··· Material for this task

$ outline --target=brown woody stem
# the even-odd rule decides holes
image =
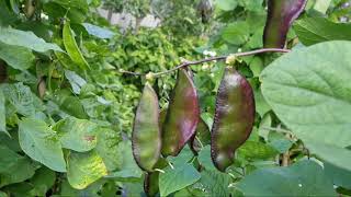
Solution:
[[[257,49],[257,50],[251,50],[251,51],[230,54],[229,56],[244,57],[244,56],[252,56],[252,55],[264,54],[264,53],[290,53],[290,51],[291,51],[290,49],[282,49],[282,48],[262,48],[262,49]],[[181,68],[185,68],[185,67],[194,66],[194,65],[201,65],[204,62],[223,61],[223,60],[226,60],[227,57],[229,57],[229,56],[218,56],[218,57],[211,57],[211,58],[201,59],[201,60],[196,60],[196,61],[185,61],[185,62],[183,62],[183,63],[181,63],[170,70],[152,73],[152,76],[159,77],[159,76],[168,74],[168,73],[174,72]],[[140,73],[140,72],[131,72],[131,71],[125,71],[125,70],[118,70],[118,72],[132,74],[132,76],[146,76],[147,74],[147,73]]]

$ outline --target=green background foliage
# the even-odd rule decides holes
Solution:
[[[287,36],[292,53],[239,59],[257,106],[250,138],[226,173],[214,169],[210,146],[167,158],[161,196],[351,194],[347,2],[309,0]],[[155,73],[182,59],[262,47],[267,1],[213,1],[208,24],[199,3],[0,1],[1,196],[144,196],[129,138],[146,79],[126,71]],[[122,32],[94,11],[102,4],[155,14],[160,26]],[[208,128],[224,68],[192,67]],[[176,76],[154,81],[160,108]]]

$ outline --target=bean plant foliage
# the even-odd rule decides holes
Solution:
[[[349,2],[201,3],[208,38],[1,0],[0,195],[350,196]]]

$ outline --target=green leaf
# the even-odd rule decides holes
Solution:
[[[24,182],[34,175],[35,165],[5,146],[0,146],[0,187]]]
[[[216,5],[224,11],[230,11],[237,8],[238,1],[236,0],[217,0]]]
[[[223,30],[222,37],[233,45],[242,45],[249,39],[250,27],[244,22],[235,22]]]
[[[265,102],[262,93],[260,90],[254,90],[254,104],[256,104],[256,112],[259,113],[261,117],[264,116],[268,112],[270,112],[272,108],[271,106]]]
[[[217,170],[201,172],[200,183],[205,188],[208,196],[227,197],[230,196],[229,185],[231,177]]]
[[[308,142],[351,144],[351,42],[292,51],[261,74],[262,93],[278,117]]]
[[[23,151],[47,167],[66,172],[61,144],[43,120],[24,118],[19,123],[19,141]]]
[[[87,81],[76,72],[65,70],[65,77],[68,79],[75,94],[80,94],[80,89],[87,84]]]
[[[268,141],[268,137],[270,135],[270,128],[272,126],[272,117],[270,114],[265,114],[260,123],[259,127],[259,135],[264,139],[264,141]]]
[[[351,150],[327,143],[320,143],[312,139],[309,139],[305,146],[310,153],[317,154],[324,161],[351,171]]]
[[[3,59],[10,67],[25,70],[33,65],[35,56],[27,48],[7,45],[0,42],[0,59]]]
[[[248,160],[267,160],[274,158],[279,152],[269,144],[259,141],[246,141],[239,149],[238,155]]]
[[[16,112],[24,116],[34,116],[36,111],[43,109],[39,99],[23,83],[3,84],[2,91]]]
[[[259,169],[237,187],[245,196],[337,196],[322,167],[308,160],[287,167]]]
[[[87,115],[83,105],[81,104],[80,100],[76,96],[67,96],[64,99],[63,103],[60,104],[60,108],[77,118],[80,119],[88,119],[89,116]]]
[[[168,157],[167,160],[170,161],[177,167],[178,165],[183,165],[184,163],[188,163],[193,157],[194,153],[191,151],[189,146],[186,146],[177,157]]]
[[[15,28],[0,26],[0,42],[8,45],[25,47],[38,53],[44,53],[46,50],[63,51],[56,44],[46,43],[33,32],[24,32]]]
[[[67,162],[67,178],[76,189],[83,189],[107,175],[102,158],[95,152],[70,152]]]
[[[67,50],[67,54],[71,58],[71,60],[78,66],[80,66],[80,68],[83,70],[86,70],[87,68],[90,68],[83,55],[81,54],[80,49],[78,48],[78,45],[76,43],[72,30],[70,28],[69,22],[66,22],[64,25],[63,36],[64,36],[63,39],[64,39],[65,48]]]
[[[87,119],[68,117],[59,120],[53,130],[58,132],[63,148],[87,152],[95,148],[99,126]]]
[[[269,144],[278,150],[280,153],[288,151],[293,146],[293,142],[286,138],[282,132],[270,132],[270,142]]]
[[[332,181],[333,185],[351,189],[351,171],[338,167],[328,162],[324,162],[324,166],[327,176]]]
[[[205,146],[201,149],[197,160],[206,170],[216,170],[211,159],[211,146]]]
[[[318,0],[316,1],[314,9],[325,14],[330,3],[331,3],[331,0]]]
[[[120,158],[122,159],[121,171],[114,172],[110,177],[118,177],[118,178],[129,178],[136,177],[140,178],[143,171],[136,164],[133,154],[132,154],[132,143],[131,141],[122,141],[117,146]]]
[[[95,150],[102,158],[109,171],[122,169],[123,166],[123,153],[118,150],[118,143],[121,141],[121,135],[112,129],[101,129],[98,135]]]
[[[0,131],[9,135],[7,130],[7,117],[5,117],[7,113],[5,113],[4,104],[5,104],[4,95],[2,93],[2,90],[0,89]]]
[[[262,9],[263,0],[238,0],[241,7],[245,7],[249,11],[259,11]]]
[[[31,178],[31,184],[34,188],[31,190],[33,196],[46,196],[46,192],[49,190],[56,179],[56,174],[54,171],[43,166],[35,172],[35,175]]]
[[[177,190],[185,188],[197,182],[201,174],[192,164],[183,164],[174,169],[167,167],[165,173],[159,175],[159,188],[161,196],[168,196]]]
[[[90,23],[83,23],[82,25],[86,27],[87,32],[90,35],[97,36],[102,39],[112,38],[115,35],[113,32],[111,32],[107,28],[103,28]]]
[[[98,181],[90,184],[84,189],[75,189],[71,185],[69,185],[67,179],[63,179],[60,184],[60,196],[101,197],[100,195],[98,195],[98,193],[101,189],[102,184],[102,181]]]
[[[305,18],[294,24],[294,31],[304,45],[327,40],[351,40],[351,24],[333,23],[325,18]]]

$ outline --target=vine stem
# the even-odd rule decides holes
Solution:
[[[189,66],[201,65],[201,63],[210,62],[210,61],[226,60],[228,57],[233,57],[233,56],[234,57],[245,57],[245,56],[252,56],[252,55],[264,54],[264,53],[290,53],[290,51],[291,51],[290,49],[282,49],[282,48],[262,48],[262,49],[257,49],[257,50],[251,50],[251,51],[230,54],[228,56],[211,57],[211,58],[201,59],[201,60],[196,60],[196,61],[185,61],[185,62],[183,62],[183,63],[181,63],[170,70],[152,73],[152,77],[168,74],[168,73],[174,72],[181,68],[189,67]],[[148,74],[148,73],[140,73],[140,72],[131,72],[131,71],[125,71],[125,70],[118,70],[118,72],[132,74],[132,76],[147,76]]]

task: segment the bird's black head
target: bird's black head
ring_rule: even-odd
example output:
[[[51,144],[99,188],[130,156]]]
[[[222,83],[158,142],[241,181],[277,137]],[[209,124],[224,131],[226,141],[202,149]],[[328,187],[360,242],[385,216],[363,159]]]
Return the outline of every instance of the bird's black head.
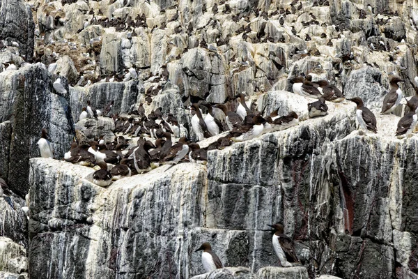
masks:
[[[203,250],[203,251],[211,251],[212,247],[210,247],[210,244],[209,243],[209,242],[205,242],[200,246],[199,249],[197,249],[194,252],[200,251],[201,250]]]

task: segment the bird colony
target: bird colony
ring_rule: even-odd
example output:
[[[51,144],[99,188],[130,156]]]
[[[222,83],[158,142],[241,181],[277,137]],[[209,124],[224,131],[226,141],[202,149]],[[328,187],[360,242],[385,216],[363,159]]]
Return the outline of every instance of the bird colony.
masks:
[[[109,195],[115,194],[115,183],[130,181],[129,184],[134,177],[140,181],[155,173],[162,177],[173,169],[196,167],[204,169],[206,176],[213,175],[206,167],[210,154],[229,151],[232,153],[240,148],[237,146],[265,141],[267,134],[272,137],[296,134],[310,125],[325,130],[325,121],[343,121],[335,116],[342,111],[348,112],[346,119],[355,119],[355,128],[347,134],[358,136],[353,137],[358,142],[377,140],[378,137],[401,142],[416,137],[418,10],[408,8],[415,7],[409,0],[388,1],[387,5],[327,0],[12,2],[2,1],[0,10],[2,15],[12,15],[15,5],[17,12],[10,20],[21,30],[13,34],[8,25],[0,37],[0,80],[13,80],[10,77],[17,77],[14,75],[24,77],[28,69],[44,75],[45,88],[61,98],[59,105],[66,104],[63,107],[69,116],[65,121],[73,129],[73,140],[65,141],[57,135],[60,123],[41,117],[42,128],[36,131],[40,136],[31,138],[31,142],[38,143],[38,156],[68,168],[71,164],[83,166],[86,174],[82,180]],[[6,26],[6,20],[2,20],[0,24]],[[13,112],[8,117],[4,112],[7,104],[13,103],[8,92],[14,89],[7,85],[0,88],[0,119],[13,124],[10,129],[18,133],[14,119],[20,112]],[[33,94],[28,98],[38,97]],[[52,132],[51,126],[59,128]],[[301,136],[299,140],[305,139]],[[57,148],[66,152],[59,153],[54,150]],[[242,152],[242,162],[247,155]],[[213,162],[225,164],[222,167],[227,177],[230,162]],[[186,167],[182,169],[183,165]],[[340,172],[341,177],[346,175]],[[35,205],[29,195],[26,202],[16,202],[23,197],[14,193],[13,181],[8,180],[6,174],[0,172],[4,176],[0,177],[0,197],[7,203],[7,210],[22,210],[29,224],[47,223],[49,229],[36,232],[52,232],[67,226],[61,220],[31,219],[31,206]],[[33,179],[33,174],[31,175]],[[341,185],[343,189],[346,184]],[[297,183],[292,187],[297,188]],[[36,193],[31,191],[30,196],[35,197]],[[279,203],[283,204],[280,197]],[[348,200],[346,196],[341,197],[346,209],[353,206]],[[239,201],[230,202],[232,208]],[[275,265],[293,273],[302,270],[301,278],[320,275],[326,264],[318,264],[319,257],[314,264],[305,260],[306,249],[295,248],[297,241],[285,234],[294,224],[286,223],[286,216],[280,216],[282,207],[277,204],[278,220],[265,224],[272,229],[263,229],[272,233],[269,249],[277,257]],[[80,208],[74,210],[82,212]],[[223,210],[221,214],[230,209]],[[344,218],[353,218],[348,213],[341,217]],[[91,218],[86,220],[89,225],[94,223]],[[185,227],[182,229],[186,231]],[[350,228],[346,231],[353,235]],[[212,250],[212,246],[223,245],[216,243],[216,233],[213,234],[212,239],[194,242],[196,247],[187,248],[190,252],[190,249],[201,250],[201,261],[190,264],[194,267],[187,267],[186,271],[178,264],[176,278],[188,278],[189,273],[195,275],[196,270],[215,276],[217,269],[224,267],[225,254],[218,257]],[[356,237],[364,236],[356,234]],[[30,240],[33,236],[28,237]],[[255,255],[261,249],[256,246],[246,252]],[[109,257],[113,259],[109,262],[122,261],[117,250],[110,249]],[[229,267],[234,266],[231,262],[229,259]],[[251,273],[256,271],[254,263],[236,262],[247,262],[246,266],[251,267],[251,271],[245,269],[249,278],[270,278],[263,273],[270,272],[266,270],[256,276]],[[110,269],[117,269],[109,264]],[[151,265],[160,270],[159,264]],[[22,264],[22,271],[15,273],[27,278],[27,265]],[[36,270],[41,264],[30,265]],[[326,271],[346,274],[340,270],[343,268],[334,266],[327,267]],[[293,271],[295,266],[302,269]],[[408,266],[408,273],[416,273],[416,269]],[[159,278],[153,270],[144,271],[143,274],[139,271],[135,278]],[[362,278],[357,270],[352,272],[352,278]],[[415,273],[410,278],[416,278]],[[258,277],[251,277],[253,275]],[[62,278],[92,278],[72,276]]]

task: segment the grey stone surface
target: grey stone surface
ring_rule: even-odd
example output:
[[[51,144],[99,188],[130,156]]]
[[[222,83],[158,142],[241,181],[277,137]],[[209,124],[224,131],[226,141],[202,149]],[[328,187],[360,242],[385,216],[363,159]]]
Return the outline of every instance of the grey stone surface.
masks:
[[[32,60],[35,24],[28,5],[20,0],[3,0],[0,7],[0,38],[19,44],[17,49],[25,60]]]
[[[0,115],[3,121],[10,119],[12,125],[7,182],[21,197],[29,190],[29,159],[40,156],[37,142],[42,128],[49,133],[56,158],[63,157],[72,140],[70,96],[54,90],[56,77],[34,66],[0,74],[0,96],[5,100]],[[62,80],[68,88],[66,81]]]

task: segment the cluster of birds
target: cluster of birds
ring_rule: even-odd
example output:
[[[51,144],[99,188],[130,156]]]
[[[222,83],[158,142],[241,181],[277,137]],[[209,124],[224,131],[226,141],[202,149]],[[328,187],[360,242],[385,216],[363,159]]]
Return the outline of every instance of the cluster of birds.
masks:
[[[307,84],[311,82],[309,80],[311,80],[311,77],[307,76],[305,80],[304,84]],[[302,89],[301,94],[306,91],[313,91],[307,85],[299,86],[296,80],[293,81],[294,88]],[[328,85],[326,81],[319,84],[322,86],[319,87],[320,90],[324,92],[327,100],[335,100],[334,95],[342,96],[338,89]],[[54,87],[59,92],[65,91],[59,79],[54,83]],[[334,95],[330,92],[334,92]],[[321,97],[318,101],[309,104],[311,117],[327,114],[327,107],[323,100],[324,97],[318,93],[318,96],[320,95]],[[105,141],[104,136],[89,142],[75,140],[71,149],[65,154],[64,160],[82,165],[98,166],[100,169],[93,173],[93,182],[107,186],[112,181],[148,172],[162,164],[176,165],[185,160],[205,163],[208,151],[223,149],[234,142],[251,140],[262,134],[282,130],[299,123],[298,115],[295,112],[279,116],[278,110],[276,110],[265,118],[261,112],[248,107],[243,93],[237,96],[237,100],[238,105],[235,112],[229,110],[226,104],[211,104],[202,100],[192,103],[189,107],[192,115],[190,126],[196,135],[196,142],[229,130],[206,148],[201,148],[197,142],[189,140],[187,129],[180,124],[172,114],[163,115],[161,107],[145,115],[144,104],[141,103],[128,116],[123,116],[112,114],[113,100],[101,110],[96,110],[90,100],[87,100],[79,115],[79,121],[98,119],[100,116],[111,117],[114,121],[113,132],[116,136],[113,142]],[[218,114],[222,112],[224,117],[217,118],[214,112],[215,109],[219,110]],[[207,114],[203,114],[203,110]],[[132,142],[132,140],[136,142]],[[45,129],[42,130],[38,145],[42,157],[54,158]]]
[[[283,224],[277,223],[268,225],[272,228],[272,244],[274,252],[279,257],[282,267],[291,267],[301,265],[296,252],[293,240],[284,234]],[[224,267],[219,257],[212,250],[210,243],[203,243],[195,252],[203,250],[201,261],[203,269],[206,272],[211,272]]]
[[[404,82],[399,77],[392,77],[390,79],[390,89],[383,99],[381,114],[392,114],[394,111],[401,105],[403,98],[403,93],[398,82]],[[415,77],[415,82],[418,84],[418,77]],[[418,92],[418,90],[417,91]],[[374,133],[378,133],[377,121],[374,114],[366,107],[363,100],[355,97],[350,100],[355,102],[357,105],[356,111],[356,119],[361,128],[369,130]],[[409,112],[399,119],[395,135],[398,138],[403,138],[411,135],[417,126],[418,119],[418,94],[415,94],[410,100],[405,98],[407,107]]]

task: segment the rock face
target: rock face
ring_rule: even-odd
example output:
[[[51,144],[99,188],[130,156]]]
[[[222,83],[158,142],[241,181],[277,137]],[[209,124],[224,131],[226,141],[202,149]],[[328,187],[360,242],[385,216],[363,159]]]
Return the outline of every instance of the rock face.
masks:
[[[8,45],[17,43],[20,55],[32,60],[35,43],[35,24],[29,6],[21,0],[1,1],[0,6],[0,38]]]
[[[0,176],[13,194],[0,197],[0,278],[417,278],[418,138],[394,137],[403,107],[378,114],[391,75],[415,94],[417,3],[291,2],[1,0]],[[309,119],[314,100],[289,93],[301,74],[361,97],[379,134],[355,130],[348,101]],[[88,100],[162,107],[189,128],[190,103],[234,110],[242,91],[300,124],[107,188],[91,168],[34,158],[42,128],[62,158]],[[77,128],[111,140],[112,124]],[[303,267],[278,267],[275,222]],[[203,274],[206,241],[224,269]]]
[[[10,119],[12,133],[9,147],[4,149],[8,149],[10,156],[3,177],[11,190],[23,197],[29,190],[29,159],[40,156],[37,142],[42,128],[49,133],[56,158],[62,158],[70,145],[75,131],[70,96],[55,91],[55,79],[35,66],[3,72],[0,80],[1,99],[6,101],[0,106],[0,116],[2,121]],[[6,128],[2,135],[10,137],[10,130]]]

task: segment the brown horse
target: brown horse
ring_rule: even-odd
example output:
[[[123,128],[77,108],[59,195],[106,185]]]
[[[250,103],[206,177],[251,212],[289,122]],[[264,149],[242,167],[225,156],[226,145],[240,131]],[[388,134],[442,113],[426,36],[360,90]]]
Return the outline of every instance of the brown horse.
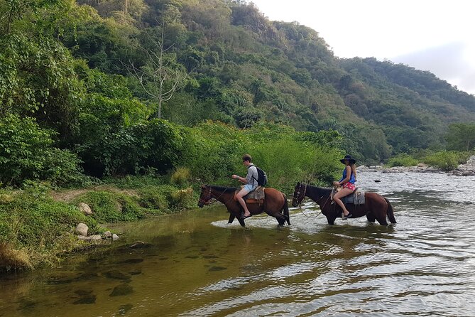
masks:
[[[332,204],[330,195],[332,188],[322,188],[311,185],[295,185],[293,193],[292,205],[298,206],[305,196],[311,198],[320,206],[322,213],[327,217],[329,225],[334,225],[335,219],[342,216],[342,208],[336,203]],[[378,220],[381,225],[387,225],[386,216],[391,223],[396,223],[394,217],[393,206],[384,197],[376,193],[366,192],[364,193],[365,203],[363,205],[348,204],[346,208],[352,215],[352,218],[357,218],[366,215],[368,221],[374,222]]]
[[[203,185],[201,188],[198,207],[202,208],[203,205],[208,204],[212,198],[215,198],[224,204],[227,208],[230,214],[228,223],[232,223],[234,218],[237,218],[241,226],[246,226],[244,218],[242,216],[243,208],[234,197],[236,188]],[[276,189],[269,188],[266,188],[264,193],[266,198],[261,203],[247,203],[251,215],[258,215],[265,211],[268,215],[275,217],[279,222],[279,225],[283,226],[285,221],[287,221],[288,225],[290,225],[289,208],[285,195]]]

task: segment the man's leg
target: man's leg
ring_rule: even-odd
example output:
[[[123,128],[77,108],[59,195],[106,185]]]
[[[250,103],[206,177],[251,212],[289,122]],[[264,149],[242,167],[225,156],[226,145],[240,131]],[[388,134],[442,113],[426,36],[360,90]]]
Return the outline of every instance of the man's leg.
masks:
[[[244,199],[243,197],[244,197],[246,195],[249,193],[249,190],[246,190],[245,189],[241,189],[239,190],[239,193],[237,193],[236,195],[236,198],[237,198],[238,201],[242,206],[242,208],[244,209],[244,217],[249,217],[251,215],[251,213],[249,213],[249,210],[247,209],[247,206],[246,205],[246,202],[244,201]]]

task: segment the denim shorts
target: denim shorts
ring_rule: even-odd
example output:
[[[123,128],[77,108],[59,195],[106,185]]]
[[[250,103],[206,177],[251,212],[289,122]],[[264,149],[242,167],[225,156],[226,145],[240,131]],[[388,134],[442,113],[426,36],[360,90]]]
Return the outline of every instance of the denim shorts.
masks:
[[[355,189],[356,189],[356,186],[355,186],[354,184],[352,184],[350,182],[346,182],[344,184],[343,184],[343,188],[351,189],[351,190],[354,190]]]
[[[248,191],[249,193],[251,193],[251,191],[253,191],[256,188],[257,188],[257,186],[254,187],[251,184],[246,184],[246,185],[244,185],[244,187],[243,187],[243,189],[244,190]]]

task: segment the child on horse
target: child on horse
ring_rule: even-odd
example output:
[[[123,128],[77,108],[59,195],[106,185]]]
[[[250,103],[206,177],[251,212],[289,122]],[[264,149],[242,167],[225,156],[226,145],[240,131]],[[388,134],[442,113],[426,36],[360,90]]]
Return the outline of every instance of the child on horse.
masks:
[[[246,178],[235,174],[231,176],[233,178],[237,178],[238,181],[244,184],[244,187],[239,190],[239,193],[238,193],[237,195],[236,195],[237,200],[244,209],[244,213],[243,215],[244,218],[250,217],[251,213],[246,205],[246,202],[243,197],[254,190],[258,186],[257,183],[258,177],[257,168],[254,166],[254,164],[251,163],[251,161],[252,157],[251,157],[249,154],[246,154],[242,157],[242,163],[247,167],[247,176],[246,176]]]

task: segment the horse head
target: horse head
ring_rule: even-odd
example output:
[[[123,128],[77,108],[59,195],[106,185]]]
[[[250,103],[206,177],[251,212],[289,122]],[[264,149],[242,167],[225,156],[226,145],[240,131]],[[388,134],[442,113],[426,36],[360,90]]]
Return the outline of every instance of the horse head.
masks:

······

* **Directive**
Rescale the records from their start up to and including the line containing "[[[349,2],[201,3],[208,38],[1,0],[0,195],[350,196]]]", reproducing every line, requests too, with each polygon coordinate in the answers multiplied by 1.4 and rounded to a whole number, halves rounding up. Give only these lines and leave out the pictures.

* **In response**
$ outline --target=brown woody stem
# the even-odd rule decides holes
image =
Solution:
[[[360,69],[360,70],[351,70],[351,71],[322,76],[321,78],[342,80],[342,78],[353,78],[353,77],[370,76],[370,74],[406,74],[406,71],[407,71],[406,69],[395,69],[395,67],[367,67],[367,69]],[[253,95],[259,95],[259,94],[272,92],[272,91],[281,91],[286,87],[312,85],[312,84],[316,84],[318,80],[321,80],[321,78],[305,78],[305,80],[295,80],[295,81],[281,83],[281,84],[274,84],[274,85],[259,85],[259,87],[256,87],[256,88],[253,88],[238,98],[213,102],[213,106],[223,108],[223,106],[235,104],[235,102],[244,101]],[[196,102],[196,101],[183,101],[183,99],[175,99],[175,98],[165,98],[165,101],[185,104],[185,106],[204,106],[206,104],[206,102]]]

$ outline --target=green background foliage
# the even-odd rule decides holes
Solution:
[[[402,50],[409,74],[335,83],[360,148],[350,193],[316,242],[300,237],[294,204],[234,221],[225,274],[491,272],[486,3],[433,0]],[[217,102],[255,83],[367,66],[374,1],[298,1],[291,34],[279,4],[0,1],[1,274],[202,274],[181,193],[204,111],[176,99]],[[171,45],[132,15],[143,6],[217,20],[224,36]],[[291,179],[314,95],[269,94]],[[246,106],[216,113],[224,151]]]

$ outline --target=bean plant foliage
# the even-odd rule decides holes
Solution:
[[[489,3],[281,4],[291,53],[1,0],[0,273],[490,274]]]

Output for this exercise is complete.